Written task ▸ Rewrite the rows below from the line containing "of the grass" through the last row, both included, leaving every request and its sample unchanged. Offset each point coordinate in the answers by -26.

Records for the task ▸
****************************************

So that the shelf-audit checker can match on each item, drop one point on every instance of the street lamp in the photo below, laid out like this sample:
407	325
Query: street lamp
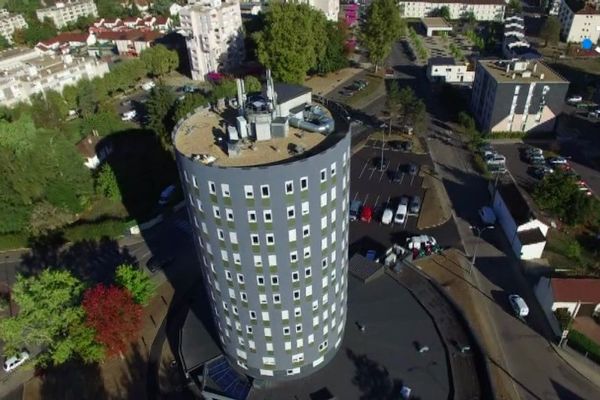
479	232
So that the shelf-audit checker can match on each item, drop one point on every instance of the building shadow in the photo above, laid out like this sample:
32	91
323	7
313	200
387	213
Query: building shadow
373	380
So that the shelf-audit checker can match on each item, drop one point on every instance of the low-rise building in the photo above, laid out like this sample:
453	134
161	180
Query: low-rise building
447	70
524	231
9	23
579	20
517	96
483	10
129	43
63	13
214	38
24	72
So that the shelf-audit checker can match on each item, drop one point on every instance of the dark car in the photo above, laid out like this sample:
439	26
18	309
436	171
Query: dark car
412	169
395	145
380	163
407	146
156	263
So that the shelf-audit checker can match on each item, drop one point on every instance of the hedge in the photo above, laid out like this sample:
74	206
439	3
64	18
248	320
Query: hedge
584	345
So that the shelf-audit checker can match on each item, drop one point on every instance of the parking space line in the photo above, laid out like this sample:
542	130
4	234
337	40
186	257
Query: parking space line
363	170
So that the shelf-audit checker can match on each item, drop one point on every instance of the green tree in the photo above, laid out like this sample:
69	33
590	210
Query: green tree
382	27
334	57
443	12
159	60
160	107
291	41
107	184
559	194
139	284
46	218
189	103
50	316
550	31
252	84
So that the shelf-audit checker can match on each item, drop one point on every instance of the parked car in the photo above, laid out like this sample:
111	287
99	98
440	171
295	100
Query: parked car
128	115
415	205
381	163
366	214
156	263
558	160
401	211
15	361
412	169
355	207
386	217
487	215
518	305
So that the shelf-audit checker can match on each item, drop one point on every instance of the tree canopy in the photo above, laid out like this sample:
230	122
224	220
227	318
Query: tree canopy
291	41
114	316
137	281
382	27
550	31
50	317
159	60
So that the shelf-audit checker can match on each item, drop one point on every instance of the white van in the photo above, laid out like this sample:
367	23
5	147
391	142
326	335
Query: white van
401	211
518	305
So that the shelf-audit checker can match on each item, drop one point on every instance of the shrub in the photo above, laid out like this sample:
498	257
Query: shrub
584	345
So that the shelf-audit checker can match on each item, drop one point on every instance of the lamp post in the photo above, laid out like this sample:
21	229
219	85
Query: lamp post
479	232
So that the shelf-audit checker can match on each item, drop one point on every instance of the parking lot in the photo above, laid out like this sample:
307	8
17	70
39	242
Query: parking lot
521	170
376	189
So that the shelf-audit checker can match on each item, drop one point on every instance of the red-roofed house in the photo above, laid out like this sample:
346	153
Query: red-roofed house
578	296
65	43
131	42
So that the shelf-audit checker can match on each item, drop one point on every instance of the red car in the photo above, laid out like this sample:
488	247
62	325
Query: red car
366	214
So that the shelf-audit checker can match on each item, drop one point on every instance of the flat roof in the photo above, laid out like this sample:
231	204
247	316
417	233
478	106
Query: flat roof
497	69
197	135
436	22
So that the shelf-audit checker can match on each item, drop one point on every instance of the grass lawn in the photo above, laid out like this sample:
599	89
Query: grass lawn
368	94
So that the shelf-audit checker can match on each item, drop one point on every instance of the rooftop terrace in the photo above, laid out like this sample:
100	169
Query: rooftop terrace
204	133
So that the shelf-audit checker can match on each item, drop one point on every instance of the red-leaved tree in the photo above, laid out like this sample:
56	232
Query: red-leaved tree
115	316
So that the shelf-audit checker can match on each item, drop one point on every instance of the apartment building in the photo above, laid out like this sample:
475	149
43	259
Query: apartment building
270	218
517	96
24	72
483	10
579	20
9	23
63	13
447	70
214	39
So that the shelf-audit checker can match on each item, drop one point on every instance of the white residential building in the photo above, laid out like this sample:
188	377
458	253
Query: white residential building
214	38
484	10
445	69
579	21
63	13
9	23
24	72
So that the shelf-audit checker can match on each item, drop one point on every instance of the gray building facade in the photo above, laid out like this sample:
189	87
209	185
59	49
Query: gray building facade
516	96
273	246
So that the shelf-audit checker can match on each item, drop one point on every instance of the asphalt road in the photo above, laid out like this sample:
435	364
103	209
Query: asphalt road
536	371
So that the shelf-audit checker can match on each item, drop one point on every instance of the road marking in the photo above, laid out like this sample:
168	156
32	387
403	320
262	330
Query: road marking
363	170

****************************************

Answer for this exercise ▸
So that the shelf-audit checker can match on each item, drop one point on every instance of the grass lawn in the photo above, laid out like this sample:
599	89
Query: grass lawn
342	68
So that the shelf-audit checker can match on each item, drop one point on every instance of the rooftop terrace in the photo above, laid out like this sample:
100	169
Query: rooftop terrace
178	107
So that the shelf-audit checker can match on each item, drop one point on every instance of the red-leaved tree in the photo above, laid out like this sample:
56	232
Query: red-leaved tree
89	290
So that the shelf-audit checker can match on each item, drop one point on every instance of the apartment building in the photo above, laid out like this sample:
475	149
43	259
Query: apartment building
244	192
491	70
-2	46
457	-16
553	-6
-17	-3
37	-13
421	44
188	13
So that the shelf-audit checker can match on each item, drop one point on every instance of the white residential building in the photo above, laid out like this sample:
188	377
458	253
Query: white residential building
188	12
458	-16
419	43
553	-5
37	-13
-17	-3
-2	46
So that the shelf-audit checker can match on each item, drop one point on every instance of the gray building facade in the photo above, laid out like this sample:
189	87
209	185
59	49
Query: gray building facade
490	70
247	220
So that the shelf-audit checker can match on each item, drop one point on every instance of the asphalt road in the photo above, laid out like this sample:
435	364
103	209
Query: asphalt road
510	345
So that the shelf-audit checker can match on each item, drop one point on every instance of the road marking in the photo above, laid out like this sample:
168	156
32	387
403	320
262	330
Query: road marking
337	144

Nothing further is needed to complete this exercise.